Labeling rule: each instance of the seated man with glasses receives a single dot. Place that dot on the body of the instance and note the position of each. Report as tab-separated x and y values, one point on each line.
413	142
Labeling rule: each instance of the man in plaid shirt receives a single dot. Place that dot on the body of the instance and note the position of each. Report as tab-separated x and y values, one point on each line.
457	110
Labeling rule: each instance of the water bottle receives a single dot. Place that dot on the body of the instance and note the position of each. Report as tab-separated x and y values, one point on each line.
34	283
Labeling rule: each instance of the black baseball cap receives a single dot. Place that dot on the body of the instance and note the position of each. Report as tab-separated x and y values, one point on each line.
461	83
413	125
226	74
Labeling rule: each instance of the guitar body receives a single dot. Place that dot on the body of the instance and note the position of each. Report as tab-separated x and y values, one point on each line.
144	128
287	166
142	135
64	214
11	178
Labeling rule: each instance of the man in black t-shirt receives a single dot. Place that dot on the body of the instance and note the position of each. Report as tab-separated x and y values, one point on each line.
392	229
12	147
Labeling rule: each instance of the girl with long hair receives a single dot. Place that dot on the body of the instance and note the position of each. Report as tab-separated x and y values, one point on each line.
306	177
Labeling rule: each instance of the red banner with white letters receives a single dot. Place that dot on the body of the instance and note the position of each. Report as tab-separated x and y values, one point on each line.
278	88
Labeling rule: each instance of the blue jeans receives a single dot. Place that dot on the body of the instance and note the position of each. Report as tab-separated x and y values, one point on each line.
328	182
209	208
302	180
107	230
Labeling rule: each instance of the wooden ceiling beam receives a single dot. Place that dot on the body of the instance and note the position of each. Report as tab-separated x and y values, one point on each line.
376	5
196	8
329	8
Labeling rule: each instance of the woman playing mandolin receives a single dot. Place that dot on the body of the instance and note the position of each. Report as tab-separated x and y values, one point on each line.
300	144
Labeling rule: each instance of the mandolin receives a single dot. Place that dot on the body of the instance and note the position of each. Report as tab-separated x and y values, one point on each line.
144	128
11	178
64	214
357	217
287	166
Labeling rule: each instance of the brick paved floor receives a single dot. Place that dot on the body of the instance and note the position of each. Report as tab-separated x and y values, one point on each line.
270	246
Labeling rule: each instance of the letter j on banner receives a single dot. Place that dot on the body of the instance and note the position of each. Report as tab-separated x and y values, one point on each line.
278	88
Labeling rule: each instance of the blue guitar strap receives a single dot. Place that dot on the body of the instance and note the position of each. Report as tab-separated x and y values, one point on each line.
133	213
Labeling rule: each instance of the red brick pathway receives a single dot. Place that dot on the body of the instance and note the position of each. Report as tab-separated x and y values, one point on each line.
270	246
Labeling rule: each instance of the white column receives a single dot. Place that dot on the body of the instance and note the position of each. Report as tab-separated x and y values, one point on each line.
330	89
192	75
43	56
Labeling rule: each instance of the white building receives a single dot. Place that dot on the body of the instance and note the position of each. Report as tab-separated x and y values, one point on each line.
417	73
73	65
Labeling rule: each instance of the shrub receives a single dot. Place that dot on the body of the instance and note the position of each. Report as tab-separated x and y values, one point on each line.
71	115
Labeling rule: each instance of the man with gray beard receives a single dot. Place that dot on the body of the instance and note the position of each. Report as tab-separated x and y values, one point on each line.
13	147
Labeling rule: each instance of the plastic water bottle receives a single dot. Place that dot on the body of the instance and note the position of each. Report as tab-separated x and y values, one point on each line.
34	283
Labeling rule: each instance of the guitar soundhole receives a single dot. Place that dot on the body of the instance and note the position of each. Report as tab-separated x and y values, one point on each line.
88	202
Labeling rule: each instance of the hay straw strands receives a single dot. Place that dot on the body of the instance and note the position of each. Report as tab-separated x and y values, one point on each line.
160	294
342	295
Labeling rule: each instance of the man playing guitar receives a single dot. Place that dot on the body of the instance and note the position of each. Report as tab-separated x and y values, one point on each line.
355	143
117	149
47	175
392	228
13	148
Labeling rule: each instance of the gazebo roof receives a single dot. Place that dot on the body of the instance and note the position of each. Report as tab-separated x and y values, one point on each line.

________

▶ ASSIGNED TASK: Your answer must be the records above, repeated exactly.

▶ RESULT OF THE EXERCISE:
Labeling rule: each instance of the seated man with glasses receives a single dot. Place that dot on the body of the instance and note the position of each. Report as tab-separated x and y values, one point on each line.
413	142
Labeling rule: each instance of the man in plaid shirt receives a single dot. Place that dot on the body of the instance and note the position of each. Report as tab-separated x and y values, one point on each line.
457	110
Labeling rule: each instance of the water bottle receives a single dot. Place that dot on the body of the instance and note the position of each. Report as tab-separated x and y values, one point on each line.
34	283
Labeling rule: each instance of the black baseball cap receives a single dot. Place that dot on the body of the instance and note the position of each. Report as tab-separated x and y values, one point on each line.
461	83
413	125
226	74
Labeling rule: each instance of the guitar body receives a single dot. Place that dot on the body of the instance and note the position of each. Report as tab-separated x and y values, one point on each line.
144	128
287	166
142	135
64	214
11	178
Labeling rule: each instance of the man in black t-shirt receives a single dot. Place that dot on the body of the instance and note the position of each. Report as tab-separated x and y values, one point on each line.
392	229
12	147
Labeling rule: each instance of the girl with long hair receives a single dot. Place that dot on the body of the instance and note the position of each. Report as tab-separated x and y values, one point on each line.
306	177
Labeling rule: each instance of the red banner with white letters receives a single dot. Place that dot on the body of the instance and note the position of each. Report as tab-separated x and y values, one point on each line.
278	88
Labeling rule: each instance of the blue jeans receives a single dot. Place that dot on the body of the instance and note the position of each. Report as tab-separated x and y values, one point on each line.
328	182
209	208
302	180
107	230
Labeling rule: each instance of the wooden ceiling beam receives a single dot. Place that dot on the body of the instance and note the position of each. Report as tab-separated x and y values, one point on each line.
376	5
196	8
329	8
Labeling rule: each instance of the woman playing mandolin receives a single dot. Place that dot on the body of the instance and note the position of each. Report as tab-separated x and y values, one point on each line.
300	144
Labeling rule: each instance of the mandolin receives a single dot. Place that dot on the body of the instance and note the position of each. Report as tab-separated x and y values, one point on each line.
144	128
11	178
64	214
357	217
287	166
Labeling rule: each instance of the brick paved floor receives a single dot. Place that dot on the body of the instance and note the position of each. Report as tab-separated x and y values, one point on each line.
270	246
Labeling rule: each instance of the letter j on banner receives a single dot. Place that dot on the body of the instance and note the position of each. Report as tab-separated x and y values, one point on each line.
278	88
Labeling rule: each instance of the blue guitar strap receives a single dot. Place that dot on the body of the instance and note the position of each. Report as tab-separated x and y values, one point on each line.
133	213
Labeling rule: each instance of the red brick pathway receives a single dot. Place that dot on the body of the instance and note the position of each. Report as tab-separated x and y values, one point on each line.
270	246
Labeling rule: each instance of the white column receives a single dot. Place that dot on the body of the instance and note the position of each. Report as tab-separated x and y values, one point on each line.
330	89
192	75
43	56
Labeling rule: each instance of the white building receives a single dot. Place that dot on the body of the instance and note the position of each. Report as tab-separated x and y values, one point on each line.
417	73
73	65
Labeling rule: each instance of the shrub receives a single dot. Place that dot on the body of the instance and note the position of each. Report as tab-separated x and y values, one point on each line.
71	115
Labeling rule: each instance of the man with gray beard receives a single dot. Place that dot on the body of the instance and note the position of each. Report as tab-separated x and y values, one point on each line.
13	147
Labeling rule: each instance of the plastic water bottle receives a single dot. Place that dot on the body of the instance and note the position of each. Report as tab-separated x and y values, one point on each line.
34	283
Labeling rule: each instance of the guitar soundhole receives a single dot. Place that dot on the body of the instance and note the position of each. Report as tab-separated x and y values, one point on each line.
88	202
Labeling rule: each instance of the hay straw strands receives a single dot. Place that dot on the body of the instance and note the position of each. Report as tab-separated x and y values, one point on each line.
160	294
342	295
Labeling rule: each instance of the man playing guitar receives a single dot. Place that dot on the body of the instance and note the position of each. Report as tab-separated x and y values, one point on each line.
355	143
117	149
47	175
392	228
13	148
Labeling rule: each instance of the gazebo roof receives a single dot. Place that dot on the body of the instance and note the position of each. Report as tab-separated x and y values, one point on each line.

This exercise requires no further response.